Task objective: Each entry below is to be extracted exactly.

Supplied records:
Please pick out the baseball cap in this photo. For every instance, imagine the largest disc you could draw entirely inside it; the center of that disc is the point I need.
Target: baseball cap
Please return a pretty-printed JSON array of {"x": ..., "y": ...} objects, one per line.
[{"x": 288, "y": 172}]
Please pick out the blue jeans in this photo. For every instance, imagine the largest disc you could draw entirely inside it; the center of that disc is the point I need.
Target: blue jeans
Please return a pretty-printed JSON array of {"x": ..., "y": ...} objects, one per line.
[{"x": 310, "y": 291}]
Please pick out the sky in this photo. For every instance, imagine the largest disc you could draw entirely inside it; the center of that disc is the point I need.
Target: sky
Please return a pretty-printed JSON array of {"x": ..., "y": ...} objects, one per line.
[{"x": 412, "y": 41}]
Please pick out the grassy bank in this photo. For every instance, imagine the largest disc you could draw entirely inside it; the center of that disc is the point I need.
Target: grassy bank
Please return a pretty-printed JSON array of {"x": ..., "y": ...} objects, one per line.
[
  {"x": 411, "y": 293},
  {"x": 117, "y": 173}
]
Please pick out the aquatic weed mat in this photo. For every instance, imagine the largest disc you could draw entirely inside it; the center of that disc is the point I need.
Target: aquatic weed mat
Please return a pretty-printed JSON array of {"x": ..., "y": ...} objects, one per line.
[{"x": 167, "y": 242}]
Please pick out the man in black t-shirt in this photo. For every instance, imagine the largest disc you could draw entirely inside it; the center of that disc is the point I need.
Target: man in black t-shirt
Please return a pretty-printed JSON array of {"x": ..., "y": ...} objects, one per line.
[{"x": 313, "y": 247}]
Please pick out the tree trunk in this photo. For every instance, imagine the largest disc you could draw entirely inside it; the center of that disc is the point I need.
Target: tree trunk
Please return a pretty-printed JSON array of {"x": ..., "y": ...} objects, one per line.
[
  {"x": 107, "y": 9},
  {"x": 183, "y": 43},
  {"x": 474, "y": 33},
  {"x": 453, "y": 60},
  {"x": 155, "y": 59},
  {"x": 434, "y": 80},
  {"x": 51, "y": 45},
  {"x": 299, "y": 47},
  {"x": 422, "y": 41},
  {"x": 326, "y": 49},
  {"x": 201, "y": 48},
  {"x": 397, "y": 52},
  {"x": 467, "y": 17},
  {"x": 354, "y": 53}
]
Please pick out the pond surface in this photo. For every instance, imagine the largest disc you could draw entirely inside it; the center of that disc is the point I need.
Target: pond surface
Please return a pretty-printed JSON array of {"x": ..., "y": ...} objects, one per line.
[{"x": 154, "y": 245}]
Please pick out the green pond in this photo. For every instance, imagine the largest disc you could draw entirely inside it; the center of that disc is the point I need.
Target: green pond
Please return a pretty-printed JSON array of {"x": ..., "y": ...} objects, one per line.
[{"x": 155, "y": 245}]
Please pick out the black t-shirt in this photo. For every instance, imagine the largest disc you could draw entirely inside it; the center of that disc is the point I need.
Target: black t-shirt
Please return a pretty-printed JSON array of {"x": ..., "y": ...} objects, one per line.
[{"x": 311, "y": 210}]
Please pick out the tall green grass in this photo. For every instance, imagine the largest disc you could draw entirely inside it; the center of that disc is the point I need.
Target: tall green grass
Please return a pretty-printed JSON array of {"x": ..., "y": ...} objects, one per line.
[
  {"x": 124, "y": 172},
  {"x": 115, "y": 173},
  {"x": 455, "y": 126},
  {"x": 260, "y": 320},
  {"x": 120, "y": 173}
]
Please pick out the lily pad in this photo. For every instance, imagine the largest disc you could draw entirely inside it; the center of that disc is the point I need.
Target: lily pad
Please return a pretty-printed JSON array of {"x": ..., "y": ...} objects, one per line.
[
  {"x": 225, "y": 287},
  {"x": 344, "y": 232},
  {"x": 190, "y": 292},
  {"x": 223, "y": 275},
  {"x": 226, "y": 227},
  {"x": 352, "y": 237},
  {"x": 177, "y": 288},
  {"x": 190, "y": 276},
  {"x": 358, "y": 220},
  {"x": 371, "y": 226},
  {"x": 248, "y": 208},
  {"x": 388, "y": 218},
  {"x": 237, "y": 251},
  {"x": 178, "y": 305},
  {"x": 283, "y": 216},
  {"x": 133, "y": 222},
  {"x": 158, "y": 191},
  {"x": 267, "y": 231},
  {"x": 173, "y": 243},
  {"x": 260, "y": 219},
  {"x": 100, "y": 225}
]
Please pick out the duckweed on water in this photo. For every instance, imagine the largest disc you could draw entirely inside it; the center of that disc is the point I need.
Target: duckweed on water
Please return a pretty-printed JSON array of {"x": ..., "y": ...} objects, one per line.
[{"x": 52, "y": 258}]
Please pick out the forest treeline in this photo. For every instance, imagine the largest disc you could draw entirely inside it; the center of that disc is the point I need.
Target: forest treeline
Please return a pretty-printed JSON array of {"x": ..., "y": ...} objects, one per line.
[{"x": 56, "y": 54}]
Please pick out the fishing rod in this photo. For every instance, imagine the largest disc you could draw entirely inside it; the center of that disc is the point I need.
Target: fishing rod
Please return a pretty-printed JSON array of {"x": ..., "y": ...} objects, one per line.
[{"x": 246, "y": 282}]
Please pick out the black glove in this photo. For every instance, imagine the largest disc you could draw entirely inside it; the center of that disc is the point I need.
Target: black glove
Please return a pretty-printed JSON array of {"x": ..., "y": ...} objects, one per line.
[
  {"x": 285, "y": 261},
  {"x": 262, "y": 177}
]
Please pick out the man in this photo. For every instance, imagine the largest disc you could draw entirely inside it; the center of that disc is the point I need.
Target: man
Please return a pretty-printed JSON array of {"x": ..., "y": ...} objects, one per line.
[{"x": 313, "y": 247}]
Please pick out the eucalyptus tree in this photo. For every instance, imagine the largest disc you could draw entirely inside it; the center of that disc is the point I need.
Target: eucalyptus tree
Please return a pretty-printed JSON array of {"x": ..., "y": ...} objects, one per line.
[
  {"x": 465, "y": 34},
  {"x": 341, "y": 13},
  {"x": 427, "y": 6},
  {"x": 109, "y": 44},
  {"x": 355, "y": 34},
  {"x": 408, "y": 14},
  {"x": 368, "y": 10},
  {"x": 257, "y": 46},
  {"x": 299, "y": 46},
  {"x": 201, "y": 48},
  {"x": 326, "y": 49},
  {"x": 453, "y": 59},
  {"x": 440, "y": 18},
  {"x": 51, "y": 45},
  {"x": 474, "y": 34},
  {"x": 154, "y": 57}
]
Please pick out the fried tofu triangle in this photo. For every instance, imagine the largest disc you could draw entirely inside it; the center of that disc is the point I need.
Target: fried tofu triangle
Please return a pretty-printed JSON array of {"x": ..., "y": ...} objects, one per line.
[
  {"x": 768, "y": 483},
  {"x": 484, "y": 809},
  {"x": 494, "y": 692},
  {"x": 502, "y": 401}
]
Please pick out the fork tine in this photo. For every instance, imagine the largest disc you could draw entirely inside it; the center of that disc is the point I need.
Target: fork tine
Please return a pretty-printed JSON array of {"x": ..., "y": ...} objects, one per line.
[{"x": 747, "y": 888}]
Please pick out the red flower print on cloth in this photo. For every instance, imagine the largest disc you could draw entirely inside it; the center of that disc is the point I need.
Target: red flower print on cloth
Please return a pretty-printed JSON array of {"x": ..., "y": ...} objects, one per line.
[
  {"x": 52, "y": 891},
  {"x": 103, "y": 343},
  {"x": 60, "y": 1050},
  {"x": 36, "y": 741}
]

Output:
Please pick out the baseball cap in this photo. For every instance, imagine the largest disc you could draw entirely inside it; the center of that disc is the point I need.
Target: baseball cap
Please return a pretty-printed JSON array of {"x": ..., "y": ...} objects, one per line.
[{"x": 288, "y": 172}]
Please pick out the blue jeans in this photo. For every instance, imagine the largest disc you could draw entirely inside it; the center of that disc is the point I need.
Target: blue jeans
Please return a pretty-printed JSON array of {"x": ..., "y": ...} objects, one per line.
[{"x": 310, "y": 291}]
Please pick out the sky in this photo. For every instance, imagine the largest disc you could draw entirely inside it; the center of that disc is the point I need.
Target: sky
Please return a pretty-printed JSON array of {"x": ..., "y": ...} objects, one per line.
[{"x": 412, "y": 41}]
Please pick out the grassy bank in this photo. For every instance, imagine the largest disc you could draw entirely inside it; the center of that disc is the point I need.
Target: grassy bank
Please return a pretty-printed JSON array of {"x": ..., "y": ...} objects, one per line.
[
  {"x": 411, "y": 293},
  {"x": 117, "y": 173}
]
Please pick out the aquatic weed mat in this photo. For every instance, imagine the largest disc you could draw entirely inside it; the center of that disc is the point I need.
Target: aquatic weed mat
Please return a pretty-printed JSON array of {"x": ..., "y": ...} objects, one per line.
[{"x": 167, "y": 242}]
Please pick out the man in black t-shirt in this photo. For every instance, imagine the largest disc you could draw entirely inside it; the center of that disc is the point I need.
Target: man in black t-shirt
Please return a pretty-printed JSON array of {"x": ..., "y": ...} objects, one per line.
[{"x": 313, "y": 247}]
Please pick out the tree trunk in this photo. For every instance, imagine the largest disc you could draw entirely inside it; the center of that disc is the point I need.
Target: tree trunk
Please return a pretty-printed JSON array of {"x": ..., "y": ...} objects, one per line.
[
  {"x": 107, "y": 9},
  {"x": 183, "y": 43},
  {"x": 474, "y": 33},
  {"x": 453, "y": 60},
  {"x": 155, "y": 59},
  {"x": 434, "y": 80},
  {"x": 51, "y": 45},
  {"x": 299, "y": 47},
  {"x": 422, "y": 41},
  {"x": 326, "y": 49},
  {"x": 201, "y": 48},
  {"x": 397, "y": 52},
  {"x": 467, "y": 17},
  {"x": 354, "y": 53}
]
Please pick out the pond surface in this photo. For every instance, imagine the largest disc you could draw entirely inside it; the center of that disc is the point I need.
Target: pond surface
Please return a pretty-printed JSON array of {"x": ..., "y": ...} objects, one per line.
[{"x": 154, "y": 245}]
Please pick out the green pond in this photo. For every instance, imagine the largest disc you could draw entirely inside it; the center of that disc is the point I need.
Target: green pond
Please return a pretty-printed JSON array of {"x": ..., "y": ...} objects, one per line.
[{"x": 155, "y": 245}]
Please pick out the black t-shirt in this photo. For every instance, imagine the largest disc you could draw entirely inside it; the center of that disc is the point I need.
Target: black t-shirt
Please return a pretty-printed JSON array of {"x": ..., "y": ...} objects, one per line.
[{"x": 311, "y": 210}]
Please pick out the tall green grass in this photo. For every instance, imagine the largest disc you could draw entirely inside it; the center of that disc is the point I need.
Target: tall green grass
Please return a pretty-printed JSON array of {"x": ..., "y": ...} objects, one per line.
[
  {"x": 124, "y": 172},
  {"x": 115, "y": 173},
  {"x": 455, "y": 126},
  {"x": 260, "y": 320},
  {"x": 120, "y": 173}
]
Please pick out the lily pad in this photo. For every instance, imagine the largest disc you could draw entirely inside it; the center of that disc is the point I need.
Target: lily pad
Please return a pretty-printed JSON array of {"x": ..., "y": ...} objects, one per line.
[
  {"x": 225, "y": 287},
  {"x": 344, "y": 232},
  {"x": 190, "y": 292},
  {"x": 223, "y": 275},
  {"x": 226, "y": 227},
  {"x": 352, "y": 237},
  {"x": 177, "y": 288},
  {"x": 190, "y": 276},
  {"x": 358, "y": 220},
  {"x": 371, "y": 226},
  {"x": 248, "y": 208},
  {"x": 388, "y": 218},
  {"x": 237, "y": 251},
  {"x": 178, "y": 305},
  {"x": 283, "y": 216},
  {"x": 133, "y": 222},
  {"x": 158, "y": 191},
  {"x": 267, "y": 231},
  {"x": 173, "y": 243},
  {"x": 260, "y": 219},
  {"x": 100, "y": 225}
]
Please pick out the duckweed on water in this photo. For every instance, imagine the largest disc you could draw entirely inside it; the center of that disc is the point I need.
Target: duckweed on water
Please return a pretty-printed JSON array of {"x": ..., "y": ...} objects, one per line.
[{"x": 52, "y": 258}]
Please pick out the forest treeline in this photo. For every instance, imagine the largest disc you could draw entirely inside it; the center of that disc is the point I need.
Target: forest treeline
Please return a pretty-printed JSON array of {"x": ..., "y": ...} objects, one per line.
[{"x": 56, "y": 54}]
Please pick out the fishing rod in this photo. For every instance, imagine the largest disc you could draw entirely inside it; the center of that disc is the point I need.
Target: fishing rod
Please return a pretty-printed JSON array of {"x": ..., "y": ...} objects, one per line.
[{"x": 246, "y": 282}]
Please pick out the black glove in this photo. For every instance, imagine the largest disc you could draw entirely inside it; the center of that disc is the point I need.
Target: black glove
Please return a pretty-printed JSON array of {"x": ..., "y": ...} objects, one per line.
[
  {"x": 285, "y": 261},
  {"x": 262, "y": 177}
]
Please pick out the man in this photo. For every instance, imagine the largest disc you could draw entirely inside it; the center of that disc is the point I need.
Target: man
Please return a pretty-printed JSON array of {"x": ..., "y": ...} objects, one per line.
[{"x": 313, "y": 247}]
Please pick out the eucalyptus tree in this photo. For every instance, imagine the largest disc you could draw entirely inside it; the center of that disc is the point I need.
Target: eucalyptus tree
Please return a pretty-printed JSON array of {"x": ..., "y": ...} objects, one per line.
[
  {"x": 465, "y": 34},
  {"x": 341, "y": 13},
  {"x": 427, "y": 6},
  {"x": 109, "y": 44},
  {"x": 355, "y": 34},
  {"x": 408, "y": 14},
  {"x": 368, "y": 10},
  {"x": 257, "y": 46},
  {"x": 299, "y": 46},
  {"x": 201, "y": 48},
  {"x": 326, "y": 49},
  {"x": 453, "y": 59},
  {"x": 440, "y": 18},
  {"x": 51, "y": 45},
  {"x": 474, "y": 34},
  {"x": 154, "y": 57}
]
Please pick out the fried tofu triangle in this photo. For every instance, imagine the largest disc you could draw entirely inside it; the center of that disc is the point I need.
Target: fried tofu triangle
Please return a pretty-printed JSON array of {"x": ..., "y": ...} objects, one per line.
[
  {"x": 768, "y": 483},
  {"x": 484, "y": 809},
  {"x": 494, "y": 692},
  {"x": 502, "y": 401}
]
Please pick out the fork tine in this photo. For every instance, imagine the largest disc you could draw entirely inside it; the center of that disc is the point I need.
Target: fork tine
Please return a pretty-printed JSON array of {"x": ..., "y": ...} objects, one per line.
[{"x": 747, "y": 888}]
Please pick out the red flower print on cloth in this photo. For every instance, imagine the largest disc you could draw entirely inside it; the center of that disc is the point I need.
Target: red flower print on cloth
Please return a pretty-printed JSON array of {"x": ..., "y": ...} objects, one per line.
[
  {"x": 52, "y": 891},
  {"x": 103, "y": 343},
  {"x": 60, "y": 1050},
  {"x": 36, "y": 741}
]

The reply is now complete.